Text section
########################################
The week started off with one question: How can we ensure that vulnerable households have access to sufficient, predictable income that does not expose them to risks? These 40 participants were split into 8 teams, each prompted to look at the challenge question with a more focused lens based on topic preferences they had ranked prior to the bootcamp. During the first couple of days of the bootcamp, the teams explored their chosen topic, conducted design research, and synthesized learnings. By that third day, they had begun brainstorming potential solutions. Given their nascency, the ideas at this stage were not particularly unique or groundbreaking. Yet somehow, participants were reluctant to share them with others.

A strong sense of idea ownership, coupled with the competitive environment (participants knew there was a selection at the end of the week) made it really hard for us to facilitate an environment where everyone was comfortable seeking, giving, and receiving feedback. All of our efforts up until that point — whether through having team share-outs, structured feedback sessions, or gallery walks — did not receive the embracing response we had hoped for, despite our repeated assertions on the importance of cross-pollination for innovation.

Gallery walk session prompting everyone to leave written feedback on a feedback capture grid, though the majority of comments were left by the Mahali team.
########################################
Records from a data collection
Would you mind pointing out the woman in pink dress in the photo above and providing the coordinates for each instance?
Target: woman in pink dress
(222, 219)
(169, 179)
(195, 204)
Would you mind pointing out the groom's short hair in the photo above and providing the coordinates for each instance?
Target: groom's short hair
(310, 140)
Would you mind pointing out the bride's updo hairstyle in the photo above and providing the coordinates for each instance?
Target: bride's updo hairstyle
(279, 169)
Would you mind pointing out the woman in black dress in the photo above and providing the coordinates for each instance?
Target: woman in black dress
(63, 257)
########################################
Set task 1
Using the bootcamp text above, decide whether each statement agrees with it: (a) the participants were divided into eight teams; (b) the teams had begun brainstorming potential solutions by the third day; (c) the ideas at the brainstorming stage were described as groundbreaking. For each, answer yes or no and quote the deciding words.
Set task 2
According to the bootcamp text, which team left the majority of comments during the gallery walk session?

Full response 1
(a) Yes: "These 40 participants were split into 8 teams"
(b) Yes: "By that third day, they had begun brainstorming potential solutions."
(c) No: "the ideas at this stage were not particularly unique or groundbreaking"

Full response 2
The Mahali team.